◆ What needs to be done
Locate every line of the material below that contains the string "pine", and copy each such line. Case counts.
** BEGIN Data supplied **
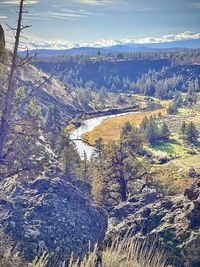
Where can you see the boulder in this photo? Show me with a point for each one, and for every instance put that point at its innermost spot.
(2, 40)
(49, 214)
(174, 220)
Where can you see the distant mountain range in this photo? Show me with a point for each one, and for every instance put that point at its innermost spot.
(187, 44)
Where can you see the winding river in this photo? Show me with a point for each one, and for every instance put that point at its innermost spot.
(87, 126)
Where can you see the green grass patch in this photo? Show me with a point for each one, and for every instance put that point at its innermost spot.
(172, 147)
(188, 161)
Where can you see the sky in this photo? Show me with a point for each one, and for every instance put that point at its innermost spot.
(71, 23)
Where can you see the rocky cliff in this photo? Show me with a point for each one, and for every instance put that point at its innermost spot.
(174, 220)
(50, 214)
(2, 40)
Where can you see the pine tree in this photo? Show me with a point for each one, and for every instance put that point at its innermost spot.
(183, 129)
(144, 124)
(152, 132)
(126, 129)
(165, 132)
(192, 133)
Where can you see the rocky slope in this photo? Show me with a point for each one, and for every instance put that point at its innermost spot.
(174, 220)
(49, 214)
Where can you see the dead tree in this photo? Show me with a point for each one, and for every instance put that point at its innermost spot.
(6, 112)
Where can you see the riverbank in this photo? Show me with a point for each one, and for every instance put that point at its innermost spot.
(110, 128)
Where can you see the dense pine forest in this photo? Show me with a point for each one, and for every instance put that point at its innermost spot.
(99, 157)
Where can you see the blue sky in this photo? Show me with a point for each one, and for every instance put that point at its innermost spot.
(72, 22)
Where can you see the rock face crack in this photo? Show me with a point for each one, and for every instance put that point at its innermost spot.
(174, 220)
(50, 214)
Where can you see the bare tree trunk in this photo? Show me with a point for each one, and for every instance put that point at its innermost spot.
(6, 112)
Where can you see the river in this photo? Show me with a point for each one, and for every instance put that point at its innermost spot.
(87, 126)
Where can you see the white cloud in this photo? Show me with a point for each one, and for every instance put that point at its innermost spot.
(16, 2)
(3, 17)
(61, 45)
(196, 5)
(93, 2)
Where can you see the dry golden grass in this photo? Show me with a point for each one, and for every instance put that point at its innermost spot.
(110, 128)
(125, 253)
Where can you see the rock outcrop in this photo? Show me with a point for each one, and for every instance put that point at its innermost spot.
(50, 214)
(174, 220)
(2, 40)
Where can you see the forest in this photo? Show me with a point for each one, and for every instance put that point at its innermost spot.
** END Data supplied **
** BEGIN Data supplied **
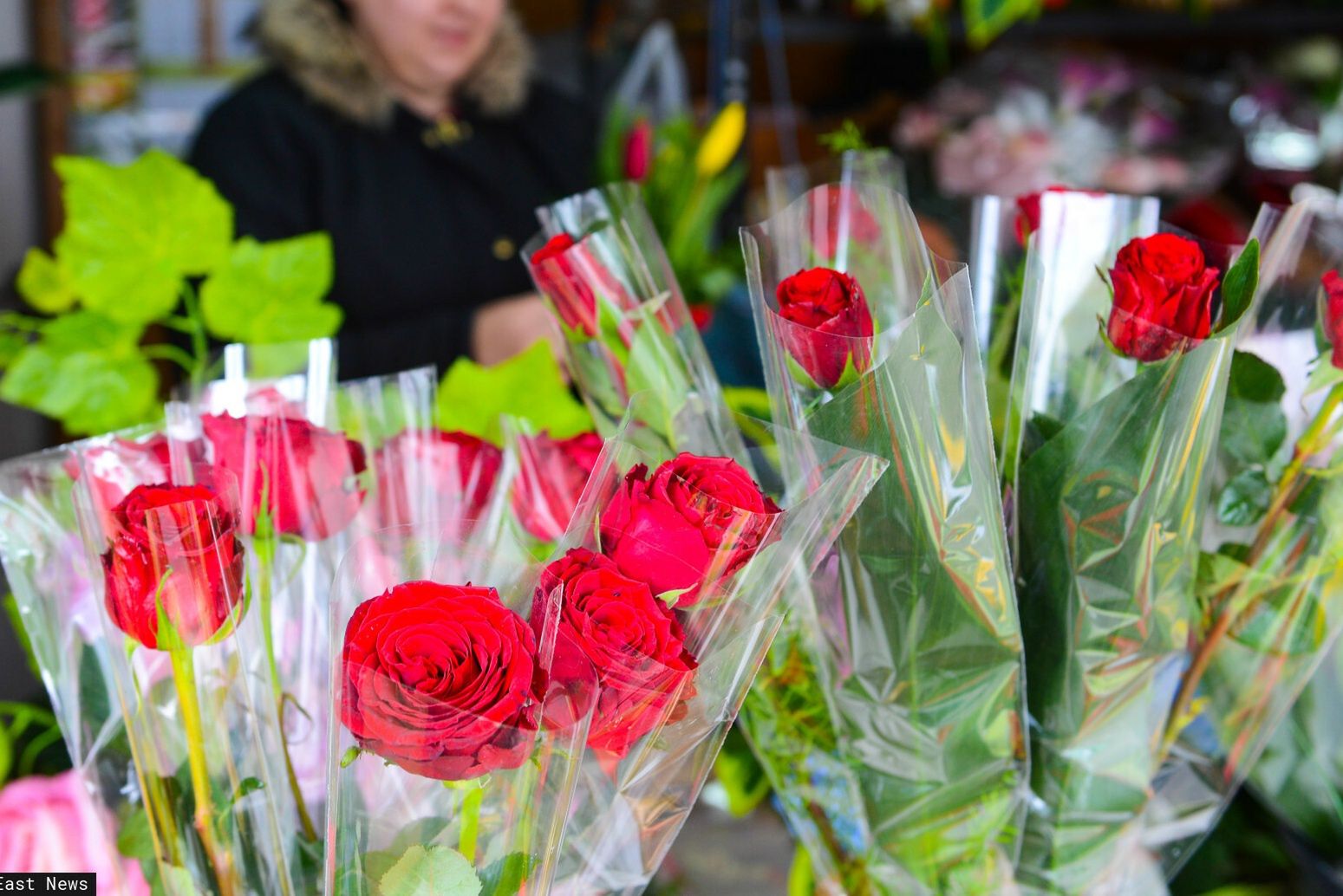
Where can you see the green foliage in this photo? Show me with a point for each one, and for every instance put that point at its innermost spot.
** END Data supplied **
** BEGIN Data supplied **
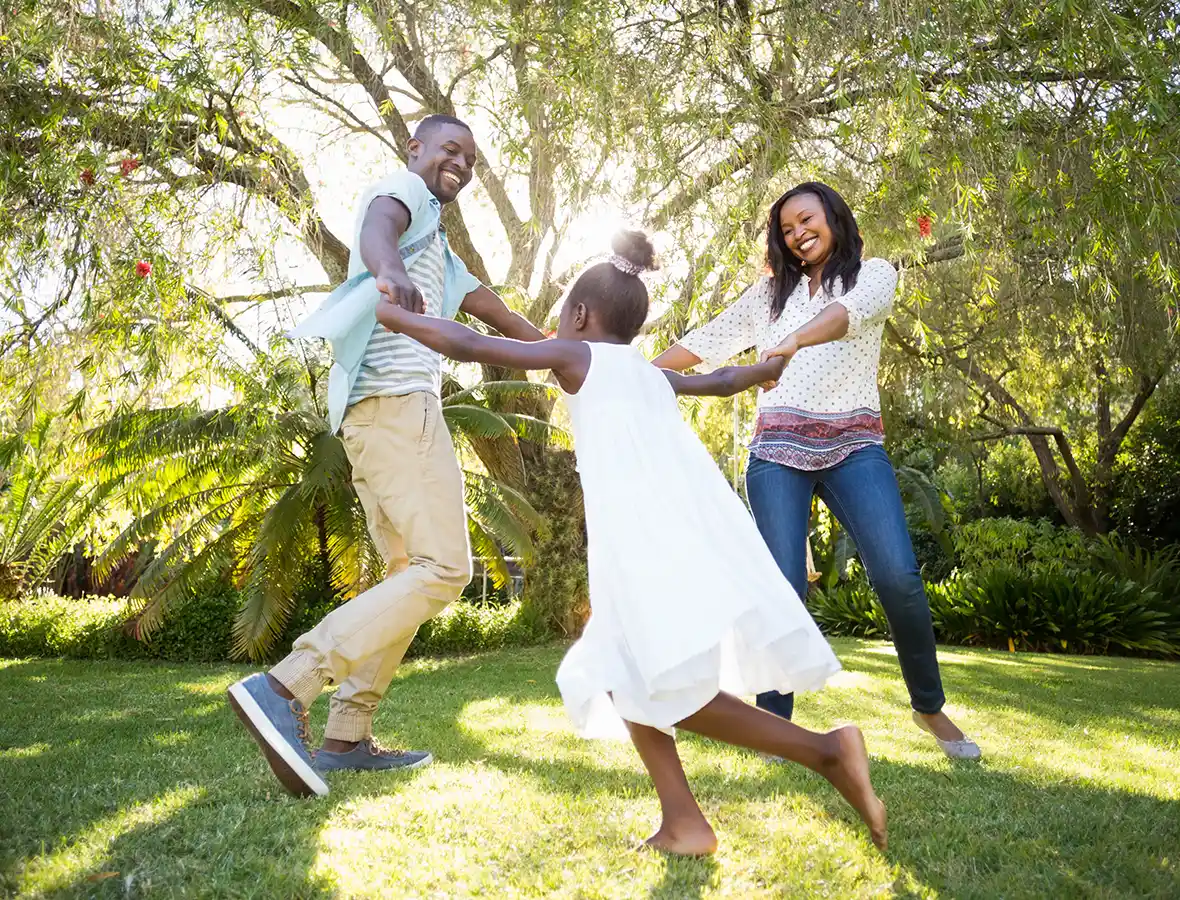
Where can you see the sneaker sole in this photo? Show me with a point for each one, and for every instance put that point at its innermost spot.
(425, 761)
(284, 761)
** END Data supplied **
◆ Answer for this exercise
Where can you see the pine tree in this photo? Show me with a point for each one, and for every instance put that point at its innermost spot.
Where can you see the dense pine forest in this photo? Show me with a point for each one, and for every instance put that point at its innermost spot.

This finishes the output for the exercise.